*** Opening Data to use ***
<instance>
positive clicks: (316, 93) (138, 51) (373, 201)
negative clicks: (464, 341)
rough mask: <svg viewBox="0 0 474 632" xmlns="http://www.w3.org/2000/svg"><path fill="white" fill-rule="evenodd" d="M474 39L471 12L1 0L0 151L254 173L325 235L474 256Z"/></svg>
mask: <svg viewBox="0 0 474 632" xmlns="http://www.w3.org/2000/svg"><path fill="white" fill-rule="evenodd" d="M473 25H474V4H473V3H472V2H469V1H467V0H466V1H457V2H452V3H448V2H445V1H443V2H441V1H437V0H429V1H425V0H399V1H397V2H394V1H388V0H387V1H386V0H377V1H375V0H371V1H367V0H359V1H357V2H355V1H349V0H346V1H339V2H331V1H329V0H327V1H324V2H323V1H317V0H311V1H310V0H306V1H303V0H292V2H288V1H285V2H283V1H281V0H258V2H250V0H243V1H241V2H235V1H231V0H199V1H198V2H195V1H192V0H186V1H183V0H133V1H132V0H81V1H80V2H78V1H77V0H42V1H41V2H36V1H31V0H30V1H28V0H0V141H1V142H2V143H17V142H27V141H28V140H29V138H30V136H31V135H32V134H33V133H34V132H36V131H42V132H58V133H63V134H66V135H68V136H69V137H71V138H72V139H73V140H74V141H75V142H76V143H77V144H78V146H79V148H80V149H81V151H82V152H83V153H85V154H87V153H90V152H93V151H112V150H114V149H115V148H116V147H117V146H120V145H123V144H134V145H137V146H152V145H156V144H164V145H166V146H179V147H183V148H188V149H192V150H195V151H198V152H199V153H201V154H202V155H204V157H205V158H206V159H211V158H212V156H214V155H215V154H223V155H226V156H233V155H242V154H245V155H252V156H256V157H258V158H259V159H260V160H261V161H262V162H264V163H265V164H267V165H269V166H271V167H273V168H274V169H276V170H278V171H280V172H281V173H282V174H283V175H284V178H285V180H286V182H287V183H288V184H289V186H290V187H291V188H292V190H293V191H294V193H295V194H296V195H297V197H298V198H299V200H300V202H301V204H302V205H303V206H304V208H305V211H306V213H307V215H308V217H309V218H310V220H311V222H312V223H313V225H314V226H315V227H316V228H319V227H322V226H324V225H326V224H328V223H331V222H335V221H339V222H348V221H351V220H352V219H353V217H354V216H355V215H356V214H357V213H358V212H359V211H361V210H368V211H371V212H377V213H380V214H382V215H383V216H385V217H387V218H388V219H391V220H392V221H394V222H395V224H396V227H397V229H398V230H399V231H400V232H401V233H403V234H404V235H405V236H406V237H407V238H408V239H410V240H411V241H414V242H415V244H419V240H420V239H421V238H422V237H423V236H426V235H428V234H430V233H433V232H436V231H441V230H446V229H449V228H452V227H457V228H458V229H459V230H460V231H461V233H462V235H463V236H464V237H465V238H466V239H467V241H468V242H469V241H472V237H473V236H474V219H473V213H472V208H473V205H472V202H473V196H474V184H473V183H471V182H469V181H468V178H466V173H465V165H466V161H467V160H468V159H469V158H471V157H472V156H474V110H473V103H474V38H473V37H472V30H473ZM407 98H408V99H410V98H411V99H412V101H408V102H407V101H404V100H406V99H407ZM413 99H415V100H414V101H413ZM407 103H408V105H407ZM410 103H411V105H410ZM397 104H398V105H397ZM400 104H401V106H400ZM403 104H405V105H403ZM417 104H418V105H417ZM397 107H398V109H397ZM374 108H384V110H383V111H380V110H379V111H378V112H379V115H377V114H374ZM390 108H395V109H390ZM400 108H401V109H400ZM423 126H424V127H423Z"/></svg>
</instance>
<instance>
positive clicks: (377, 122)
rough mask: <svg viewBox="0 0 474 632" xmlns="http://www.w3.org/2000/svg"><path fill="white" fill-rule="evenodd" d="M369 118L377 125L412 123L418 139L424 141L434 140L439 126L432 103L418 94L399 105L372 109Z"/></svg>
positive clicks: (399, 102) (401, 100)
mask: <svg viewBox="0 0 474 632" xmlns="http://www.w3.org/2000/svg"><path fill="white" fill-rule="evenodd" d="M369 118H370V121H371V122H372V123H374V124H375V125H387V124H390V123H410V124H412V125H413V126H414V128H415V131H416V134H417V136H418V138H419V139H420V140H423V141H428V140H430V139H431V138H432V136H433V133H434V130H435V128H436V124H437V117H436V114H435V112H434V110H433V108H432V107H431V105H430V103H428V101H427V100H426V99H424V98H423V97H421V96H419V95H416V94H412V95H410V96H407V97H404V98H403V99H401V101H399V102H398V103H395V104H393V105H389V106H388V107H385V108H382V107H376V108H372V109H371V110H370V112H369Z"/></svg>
*** Closing Data to use ***
The data given above must be transcribed exactly and completely.

<instance>
positive clicks: (316, 93) (138, 51) (373, 201)
negative clicks: (464, 341)
rough mask: <svg viewBox="0 0 474 632" xmlns="http://www.w3.org/2000/svg"><path fill="white" fill-rule="evenodd" d="M474 39L471 12L1 0L0 151L254 173L325 235L474 256Z"/></svg>
mask: <svg viewBox="0 0 474 632" xmlns="http://www.w3.org/2000/svg"><path fill="white" fill-rule="evenodd" d="M473 25H474V4H473V3H472V2H469V1H467V0H466V1H457V2H452V3H448V2H445V1H443V2H441V1H437V0H429V1H425V0H399V1H397V2H394V1H388V0H387V1H386V0H377V1H375V0H371V1H367V0H359V1H357V2H355V1H349V0H346V1H339V2H331V1H329V0H327V1H324V2H323V1H317V0H311V1H310V0H306V1H303V0H292V2H288V1H285V2H283V1H281V0H258V2H250V0H243V1H241V2H235V1H231V0H199V1H198V2H195V1H192V0H186V1H183V0H133V1H132V0H81V1H80V2H78V1H77V0H42V1H41V2H36V1H31V0H30V1H28V0H0V141H1V142H2V143H17V142H27V141H28V140H29V138H30V136H31V135H32V134H33V133H34V132H36V131H42V132H58V133H63V134H66V135H68V136H69V137H71V138H72V139H73V140H74V141H75V142H76V143H77V144H78V146H79V148H80V149H81V151H82V152H83V153H85V154H87V153H90V152H93V151H112V150H114V149H115V148H116V147H117V146H120V145H123V144H134V145H137V146H152V145H156V144H164V145H166V146H179V147H183V148H188V149H192V150H195V151H198V152H199V153H201V154H202V155H204V157H205V158H206V159H211V158H212V156H214V155H215V154H223V155H226V156H233V155H242V154H245V155H252V156H256V157H258V158H259V159H260V160H261V161H262V162H264V163H265V164H267V165H269V166H271V167H273V168H274V169H276V170H278V171H280V172H281V173H282V174H283V175H284V178H285V180H286V182H287V183H288V184H289V186H290V187H291V188H292V190H293V191H294V193H295V194H296V195H297V197H298V198H299V200H300V202H301V204H302V205H303V206H304V208H305V211H306V213H307V215H308V217H309V218H310V220H311V222H312V223H313V225H314V226H315V227H316V228H319V227H322V226H324V225H326V224H328V223H331V222H335V221H339V222H348V221H351V220H352V219H353V217H354V216H355V215H356V214H357V213H358V212H359V211H361V210H368V211H371V212H377V213H380V214H382V215H383V216H385V217H387V218H388V219H391V220H392V221H394V222H395V224H396V227H397V229H398V230H399V231H400V232H401V233H403V234H404V235H405V236H406V237H407V238H408V239H410V240H411V241H414V242H415V244H419V240H420V239H421V238H422V237H423V236H426V235H428V234H430V233H433V232H436V231H441V230H446V229H449V228H452V227H457V228H458V229H459V230H460V231H461V233H462V235H463V236H464V237H465V238H466V239H467V241H468V242H469V241H472V237H473V236H474V219H473V213H472V208H473V205H472V202H473V196H474V184H473V183H471V182H469V181H468V178H466V173H465V165H466V161H467V160H468V159H469V158H471V157H472V156H474V110H473V103H474V38H473V37H472V30H473ZM407 98H408V99H410V98H411V99H412V101H408V102H407V101H404V100H406V99H407ZM413 99H415V100H414V101H413ZM407 103H408V105H407ZM410 103H411V105H410ZM397 104H398V105H397ZM400 104H401V106H400ZM403 104H405V105H403ZM417 104H418V105H417ZM397 107H398V109H397ZM374 108H384V110H383V111H380V110H379V111H378V112H379V115H377V114H374ZM390 108H395V109H390ZM400 108H401V109H400ZM423 126H424V127H423Z"/></svg>
</instance>
<instance>
positive clicks: (377, 122)
rough mask: <svg viewBox="0 0 474 632" xmlns="http://www.w3.org/2000/svg"><path fill="white" fill-rule="evenodd" d="M369 118L377 125L412 123L418 139L424 141L434 140L439 126L432 103L418 94L399 105L372 109Z"/></svg>
positive clicks: (399, 102) (401, 100)
mask: <svg viewBox="0 0 474 632" xmlns="http://www.w3.org/2000/svg"><path fill="white" fill-rule="evenodd" d="M369 118H370V121H371V122H372V123H374V124H375V125H387V124H390V123H410V124H412V125H413V126H414V128H415V131H416V134H417V136H418V138H419V139H420V140H423V141H428V140H430V139H431V138H432V136H433V133H434V130H435V128H436V124H437V117H436V114H435V112H434V110H433V108H432V107H431V105H430V103H428V101H427V100H426V99H424V98H423V97H421V96H419V95H416V94H412V95H410V96H407V97H404V98H403V99H401V101H399V102H398V103H395V104H393V105H389V106H388V107H385V108H382V107H376V108H372V109H371V110H370V112H369Z"/></svg>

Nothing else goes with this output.